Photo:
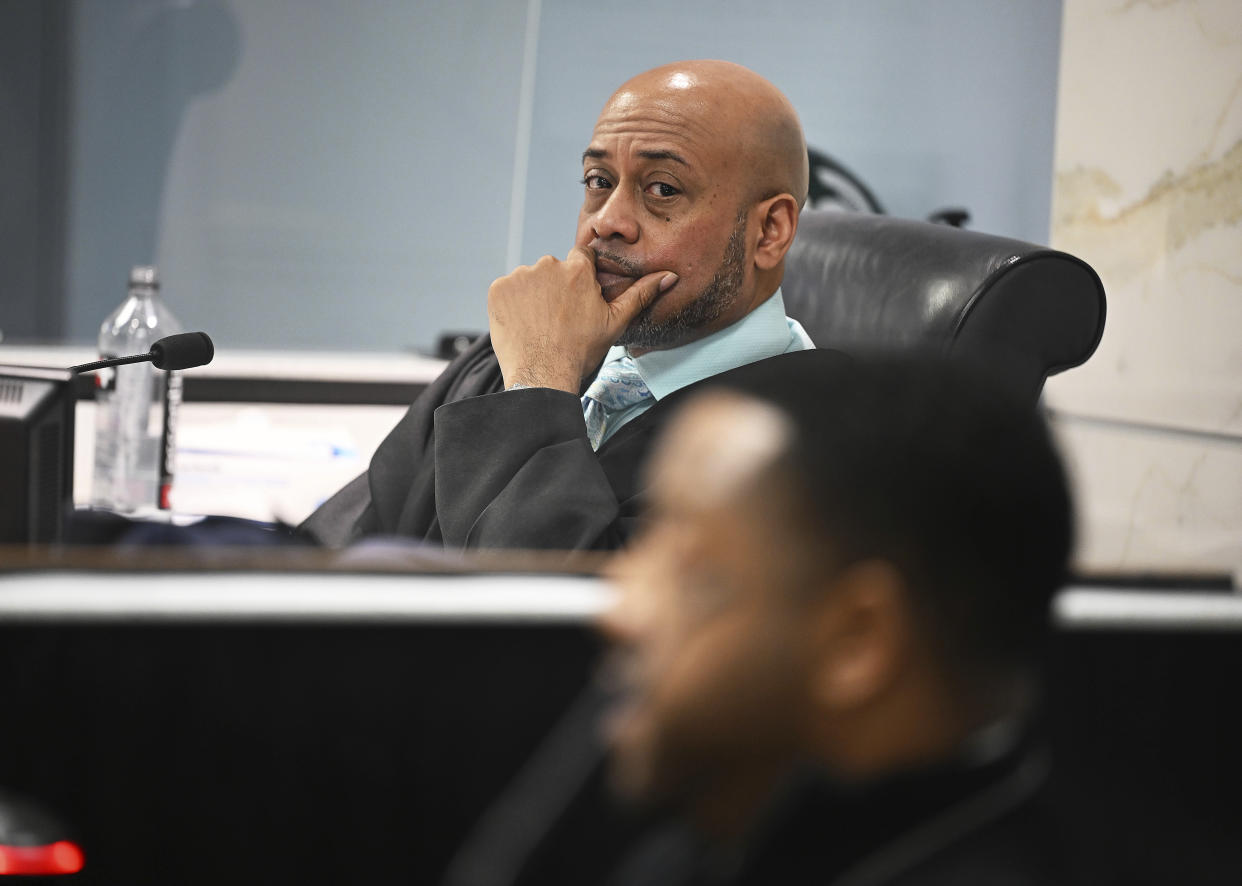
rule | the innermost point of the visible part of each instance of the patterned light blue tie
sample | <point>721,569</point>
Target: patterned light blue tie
<point>616,388</point>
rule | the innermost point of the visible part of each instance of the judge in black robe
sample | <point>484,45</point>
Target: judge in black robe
<point>472,465</point>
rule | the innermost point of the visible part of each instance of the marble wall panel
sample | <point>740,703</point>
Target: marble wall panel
<point>1148,188</point>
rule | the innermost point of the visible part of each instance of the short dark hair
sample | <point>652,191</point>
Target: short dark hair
<point>943,471</point>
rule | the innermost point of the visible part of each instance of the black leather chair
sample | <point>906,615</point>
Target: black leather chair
<point>861,282</point>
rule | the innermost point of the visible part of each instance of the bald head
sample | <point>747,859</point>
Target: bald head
<point>698,169</point>
<point>738,106</point>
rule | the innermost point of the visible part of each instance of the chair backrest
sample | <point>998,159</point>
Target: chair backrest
<point>863,282</point>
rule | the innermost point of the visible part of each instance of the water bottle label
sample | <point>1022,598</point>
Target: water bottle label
<point>172,403</point>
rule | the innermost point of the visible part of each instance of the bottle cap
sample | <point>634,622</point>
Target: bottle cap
<point>144,275</point>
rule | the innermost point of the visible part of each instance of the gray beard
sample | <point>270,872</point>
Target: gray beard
<point>706,307</point>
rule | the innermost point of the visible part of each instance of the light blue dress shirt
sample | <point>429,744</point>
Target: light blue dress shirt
<point>761,333</point>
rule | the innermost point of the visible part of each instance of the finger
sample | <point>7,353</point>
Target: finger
<point>641,293</point>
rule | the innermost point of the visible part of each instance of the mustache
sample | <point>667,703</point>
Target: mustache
<point>619,264</point>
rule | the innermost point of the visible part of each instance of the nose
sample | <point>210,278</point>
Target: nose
<point>616,219</point>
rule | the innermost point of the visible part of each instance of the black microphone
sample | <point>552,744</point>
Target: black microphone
<point>184,351</point>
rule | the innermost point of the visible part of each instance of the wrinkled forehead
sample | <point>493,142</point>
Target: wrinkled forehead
<point>691,114</point>
<point>714,451</point>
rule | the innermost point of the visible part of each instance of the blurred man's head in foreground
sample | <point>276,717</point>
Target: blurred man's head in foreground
<point>852,569</point>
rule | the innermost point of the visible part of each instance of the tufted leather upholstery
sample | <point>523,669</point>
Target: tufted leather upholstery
<point>861,282</point>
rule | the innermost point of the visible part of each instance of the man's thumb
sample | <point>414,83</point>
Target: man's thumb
<point>641,293</point>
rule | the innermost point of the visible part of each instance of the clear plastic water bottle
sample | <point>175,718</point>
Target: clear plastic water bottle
<point>135,405</point>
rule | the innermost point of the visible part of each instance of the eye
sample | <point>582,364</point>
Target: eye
<point>662,189</point>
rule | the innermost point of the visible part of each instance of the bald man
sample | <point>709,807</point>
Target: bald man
<point>693,180</point>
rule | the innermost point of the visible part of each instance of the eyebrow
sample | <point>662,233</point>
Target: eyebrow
<point>599,154</point>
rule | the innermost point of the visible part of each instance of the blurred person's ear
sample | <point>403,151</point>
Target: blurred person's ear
<point>862,636</point>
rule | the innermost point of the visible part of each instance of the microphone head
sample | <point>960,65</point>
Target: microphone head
<point>184,351</point>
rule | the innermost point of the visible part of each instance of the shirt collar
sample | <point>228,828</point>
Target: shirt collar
<point>764,332</point>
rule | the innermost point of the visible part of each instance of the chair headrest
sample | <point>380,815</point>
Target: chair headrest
<point>860,282</point>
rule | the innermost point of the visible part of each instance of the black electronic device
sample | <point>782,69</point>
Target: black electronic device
<point>36,454</point>
<point>183,351</point>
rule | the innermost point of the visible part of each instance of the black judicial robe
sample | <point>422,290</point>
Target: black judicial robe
<point>471,465</point>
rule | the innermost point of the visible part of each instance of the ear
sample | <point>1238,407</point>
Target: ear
<point>863,636</point>
<point>778,226</point>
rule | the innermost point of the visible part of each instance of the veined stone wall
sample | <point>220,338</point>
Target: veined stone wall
<point>1148,188</point>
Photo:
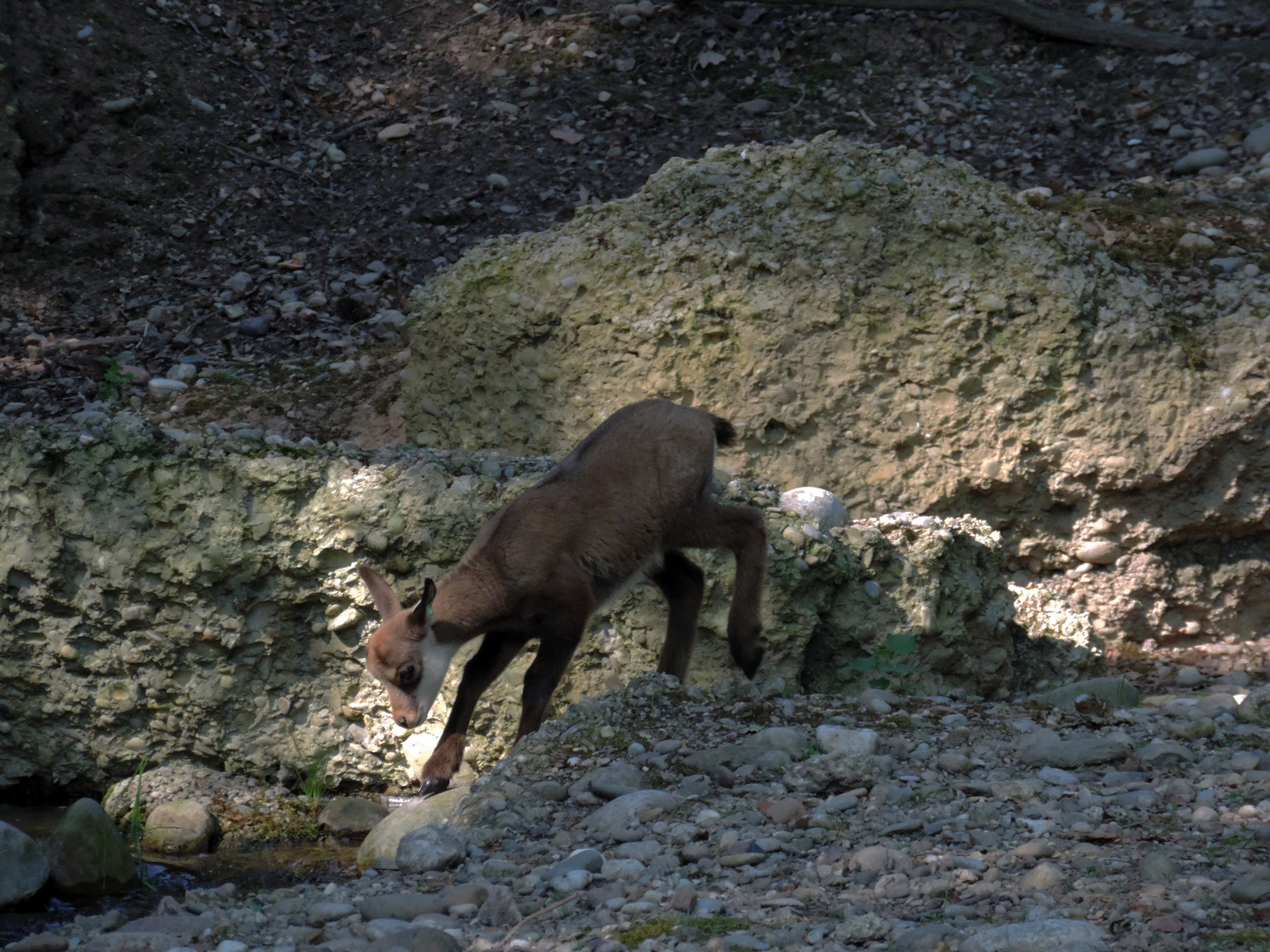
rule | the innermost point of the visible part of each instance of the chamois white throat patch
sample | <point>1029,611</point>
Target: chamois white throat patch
<point>436,666</point>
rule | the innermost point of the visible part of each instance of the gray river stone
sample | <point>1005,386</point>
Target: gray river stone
<point>589,859</point>
<point>207,560</point>
<point>1258,141</point>
<point>86,854</point>
<point>25,867</point>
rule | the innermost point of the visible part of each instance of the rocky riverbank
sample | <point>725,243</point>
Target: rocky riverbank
<point>667,818</point>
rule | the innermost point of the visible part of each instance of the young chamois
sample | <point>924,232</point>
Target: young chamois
<point>628,499</point>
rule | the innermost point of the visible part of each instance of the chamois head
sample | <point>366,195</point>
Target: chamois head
<point>404,655</point>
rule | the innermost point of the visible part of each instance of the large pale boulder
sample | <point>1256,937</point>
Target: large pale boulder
<point>86,854</point>
<point>11,155</point>
<point>905,333</point>
<point>380,847</point>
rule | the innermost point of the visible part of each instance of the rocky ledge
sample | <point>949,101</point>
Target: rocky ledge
<point>669,818</point>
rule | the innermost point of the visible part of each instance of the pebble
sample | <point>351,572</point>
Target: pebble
<point>254,326</point>
<point>398,130</point>
<point>1099,551</point>
<point>161,387</point>
<point>1200,159</point>
<point>818,504</point>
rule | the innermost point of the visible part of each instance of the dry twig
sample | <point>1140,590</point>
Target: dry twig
<point>1061,26</point>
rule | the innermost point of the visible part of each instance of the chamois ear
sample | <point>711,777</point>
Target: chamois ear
<point>423,611</point>
<point>381,593</point>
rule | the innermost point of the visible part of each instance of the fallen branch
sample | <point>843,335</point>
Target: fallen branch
<point>86,344</point>
<point>1062,26</point>
<point>534,915</point>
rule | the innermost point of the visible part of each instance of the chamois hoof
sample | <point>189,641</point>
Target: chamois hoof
<point>433,786</point>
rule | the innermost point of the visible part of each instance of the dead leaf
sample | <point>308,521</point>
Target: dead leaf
<point>566,135</point>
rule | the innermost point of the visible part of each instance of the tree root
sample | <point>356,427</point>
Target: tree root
<point>1062,26</point>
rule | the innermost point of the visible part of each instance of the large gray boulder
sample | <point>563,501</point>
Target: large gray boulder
<point>11,155</point>
<point>221,574</point>
<point>25,867</point>
<point>900,331</point>
<point>86,854</point>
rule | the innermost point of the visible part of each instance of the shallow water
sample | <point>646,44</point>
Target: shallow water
<point>265,867</point>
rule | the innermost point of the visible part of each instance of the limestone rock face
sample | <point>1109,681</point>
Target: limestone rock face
<point>196,599</point>
<point>900,331</point>
<point>179,828</point>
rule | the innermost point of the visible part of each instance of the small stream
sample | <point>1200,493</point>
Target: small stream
<point>265,867</point>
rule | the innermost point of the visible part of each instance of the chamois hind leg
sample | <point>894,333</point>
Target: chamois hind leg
<point>684,584</point>
<point>557,640</point>
<point>496,652</point>
<point>738,528</point>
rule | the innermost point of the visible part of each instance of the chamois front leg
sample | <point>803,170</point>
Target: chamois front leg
<point>557,640</point>
<point>490,660</point>
<point>684,584</point>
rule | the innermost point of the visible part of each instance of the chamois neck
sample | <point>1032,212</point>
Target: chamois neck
<point>469,598</point>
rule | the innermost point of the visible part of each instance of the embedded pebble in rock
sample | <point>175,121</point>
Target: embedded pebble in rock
<point>1258,141</point>
<point>1189,677</point>
<point>1200,159</point>
<point>254,326</point>
<point>25,867</point>
<point>1045,936</point>
<point>1157,866</point>
<point>179,828</point>
<point>1252,886</point>
<point>817,504</point>
<point>836,739</point>
<point>869,844</point>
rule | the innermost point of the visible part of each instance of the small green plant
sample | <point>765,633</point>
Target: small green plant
<point>884,661</point>
<point>136,828</point>
<point>112,383</point>
<point>312,779</point>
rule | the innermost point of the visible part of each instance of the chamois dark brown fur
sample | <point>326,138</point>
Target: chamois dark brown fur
<point>626,501</point>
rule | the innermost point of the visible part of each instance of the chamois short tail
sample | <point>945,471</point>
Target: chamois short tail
<point>724,432</point>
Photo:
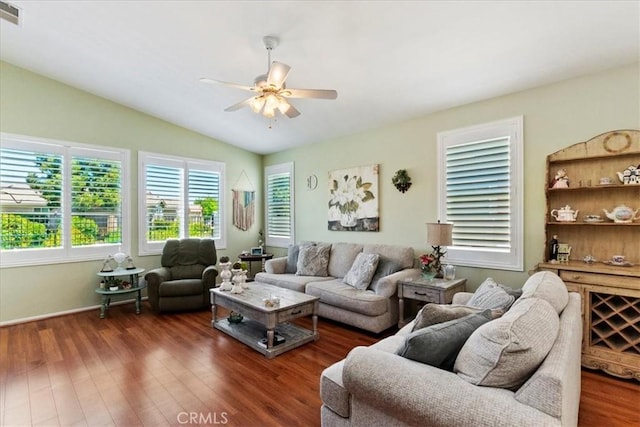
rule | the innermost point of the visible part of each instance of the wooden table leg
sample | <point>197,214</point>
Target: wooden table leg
<point>139,302</point>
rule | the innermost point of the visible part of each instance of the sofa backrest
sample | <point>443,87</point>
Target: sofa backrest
<point>403,255</point>
<point>342,257</point>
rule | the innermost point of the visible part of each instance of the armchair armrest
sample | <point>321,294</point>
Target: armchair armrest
<point>388,286</point>
<point>419,394</point>
<point>276,265</point>
<point>153,279</point>
<point>209,276</point>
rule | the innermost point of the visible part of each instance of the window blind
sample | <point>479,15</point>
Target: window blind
<point>279,205</point>
<point>478,194</point>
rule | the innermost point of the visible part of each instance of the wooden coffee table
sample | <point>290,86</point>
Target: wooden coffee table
<point>261,325</point>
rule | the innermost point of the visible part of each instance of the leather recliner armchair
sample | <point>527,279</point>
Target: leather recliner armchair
<point>188,272</point>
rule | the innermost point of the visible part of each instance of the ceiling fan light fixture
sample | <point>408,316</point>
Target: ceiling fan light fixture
<point>283,106</point>
<point>257,103</point>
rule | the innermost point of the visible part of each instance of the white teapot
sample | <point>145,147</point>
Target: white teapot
<point>564,214</point>
<point>622,214</point>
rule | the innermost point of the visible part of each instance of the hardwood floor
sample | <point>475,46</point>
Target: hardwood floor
<point>129,370</point>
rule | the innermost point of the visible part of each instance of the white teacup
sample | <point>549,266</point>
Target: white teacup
<point>618,259</point>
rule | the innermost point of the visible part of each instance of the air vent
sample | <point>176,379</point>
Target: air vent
<point>9,13</point>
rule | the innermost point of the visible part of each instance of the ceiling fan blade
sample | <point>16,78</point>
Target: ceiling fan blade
<point>239,105</point>
<point>220,82</point>
<point>278,74</point>
<point>310,93</point>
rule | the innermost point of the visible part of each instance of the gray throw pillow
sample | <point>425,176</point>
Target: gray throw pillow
<point>517,293</point>
<point>313,260</point>
<point>361,271</point>
<point>386,266</point>
<point>432,314</point>
<point>438,345</point>
<point>505,352</point>
<point>490,295</point>
<point>292,259</point>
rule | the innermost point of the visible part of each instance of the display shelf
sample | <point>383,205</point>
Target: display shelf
<point>610,293</point>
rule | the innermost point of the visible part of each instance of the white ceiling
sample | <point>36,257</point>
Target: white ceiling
<point>388,60</point>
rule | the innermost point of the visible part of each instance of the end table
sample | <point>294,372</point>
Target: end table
<point>437,291</point>
<point>136,286</point>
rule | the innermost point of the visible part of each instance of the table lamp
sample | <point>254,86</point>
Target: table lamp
<point>438,235</point>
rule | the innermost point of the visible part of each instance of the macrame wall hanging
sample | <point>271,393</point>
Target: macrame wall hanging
<point>244,203</point>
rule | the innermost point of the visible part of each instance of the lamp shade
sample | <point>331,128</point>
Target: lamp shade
<point>439,234</point>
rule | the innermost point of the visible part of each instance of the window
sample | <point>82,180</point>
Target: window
<point>480,192</point>
<point>61,201</point>
<point>179,198</point>
<point>279,205</point>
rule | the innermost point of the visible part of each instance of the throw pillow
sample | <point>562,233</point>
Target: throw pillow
<point>549,287</point>
<point>438,345</point>
<point>386,266</point>
<point>517,293</point>
<point>292,259</point>
<point>313,260</point>
<point>490,295</point>
<point>432,314</point>
<point>362,270</point>
<point>506,351</point>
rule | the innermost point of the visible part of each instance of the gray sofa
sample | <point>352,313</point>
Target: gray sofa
<point>375,386</point>
<point>373,309</point>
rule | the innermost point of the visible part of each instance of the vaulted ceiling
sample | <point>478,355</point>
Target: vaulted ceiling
<point>389,60</point>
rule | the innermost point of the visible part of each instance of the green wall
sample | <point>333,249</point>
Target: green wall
<point>555,116</point>
<point>37,106</point>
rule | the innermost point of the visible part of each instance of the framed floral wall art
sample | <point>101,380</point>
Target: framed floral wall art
<point>353,199</point>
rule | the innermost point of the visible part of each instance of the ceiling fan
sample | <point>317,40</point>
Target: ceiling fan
<point>271,93</point>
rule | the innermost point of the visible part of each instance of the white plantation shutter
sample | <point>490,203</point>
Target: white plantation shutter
<point>172,192</point>
<point>61,201</point>
<point>279,205</point>
<point>480,192</point>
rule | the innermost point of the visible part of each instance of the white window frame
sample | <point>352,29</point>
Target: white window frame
<point>67,253</point>
<point>275,241</point>
<point>144,158</point>
<point>508,259</point>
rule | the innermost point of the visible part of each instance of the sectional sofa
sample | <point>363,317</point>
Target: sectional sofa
<point>504,375</point>
<point>372,307</point>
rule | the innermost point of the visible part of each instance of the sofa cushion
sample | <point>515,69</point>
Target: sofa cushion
<point>362,271</point>
<point>506,351</point>
<point>342,258</point>
<point>438,345</point>
<point>401,254</point>
<point>432,314</point>
<point>386,266</point>
<point>549,287</point>
<point>490,295</point>
<point>338,294</point>
<point>313,260</point>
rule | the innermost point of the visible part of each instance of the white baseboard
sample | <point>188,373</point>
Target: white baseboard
<point>64,313</point>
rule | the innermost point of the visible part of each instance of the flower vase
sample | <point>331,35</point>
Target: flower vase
<point>237,281</point>
<point>225,275</point>
<point>348,219</point>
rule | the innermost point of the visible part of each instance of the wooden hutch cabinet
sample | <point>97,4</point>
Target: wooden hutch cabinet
<point>610,291</point>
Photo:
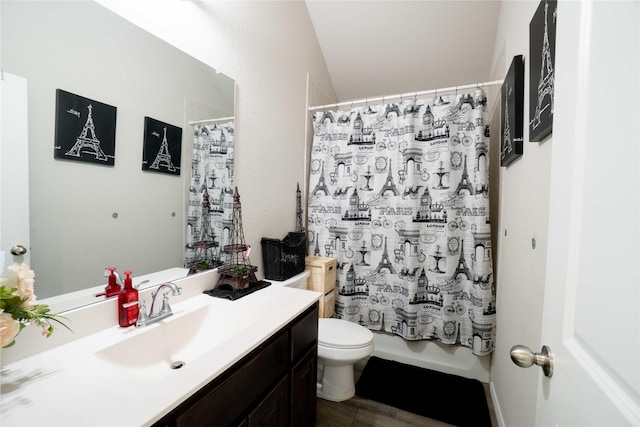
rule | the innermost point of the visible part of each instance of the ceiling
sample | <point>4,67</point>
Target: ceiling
<point>378,48</point>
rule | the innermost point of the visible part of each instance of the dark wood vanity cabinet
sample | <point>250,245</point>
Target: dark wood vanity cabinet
<point>274,385</point>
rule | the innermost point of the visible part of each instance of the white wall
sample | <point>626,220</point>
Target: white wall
<point>523,194</point>
<point>268,48</point>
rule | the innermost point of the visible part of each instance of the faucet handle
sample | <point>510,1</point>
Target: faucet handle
<point>165,304</point>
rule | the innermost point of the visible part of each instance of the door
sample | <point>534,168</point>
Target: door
<point>591,318</point>
<point>14,169</point>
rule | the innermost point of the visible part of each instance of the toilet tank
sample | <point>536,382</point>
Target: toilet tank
<point>298,281</point>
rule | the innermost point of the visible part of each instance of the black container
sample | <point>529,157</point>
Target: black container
<point>284,258</point>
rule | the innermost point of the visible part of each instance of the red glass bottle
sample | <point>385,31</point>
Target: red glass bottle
<point>113,288</point>
<point>127,316</point>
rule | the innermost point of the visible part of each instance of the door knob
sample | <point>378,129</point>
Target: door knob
<point>18,250</point>
<point>524,357</point>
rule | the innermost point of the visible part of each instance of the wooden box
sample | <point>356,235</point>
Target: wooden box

#### CONSEGNA
Riscrivi il tratto dalla riga che contiene "the young chamois" fino alla riga che contiene "<point>669,818</point>", entrambe comprese, mettendo "large gray boulder" al posto di "large pale boulder" e lasciando invariato tutto il resto.

#### RISPOSTA SCRITTA
rule | the innermost point of the visible part of each instance of the young chamois
sample | <point>924,232</point>
Target: young chamois
<point>628,499</point>
rule | the innermost point of the visible part of each instance of the chamois head
sample | <point>366,195</point>
Target: chamois head
<point>404,655</point>
rule | the innermost point of the visible part of each instance of the large gray boulder
sample | <point>1256,937</point>
Target: large gray boulder
<point>86,854</point>
<point>11,155</point>
<point>905,333</point>
<point>380,847</point>
rule | the innermost point of the visible part of each instance of the rocky ledge
sample | <point>949,101</point>
Target: rocky ledge
<point>669,818</point>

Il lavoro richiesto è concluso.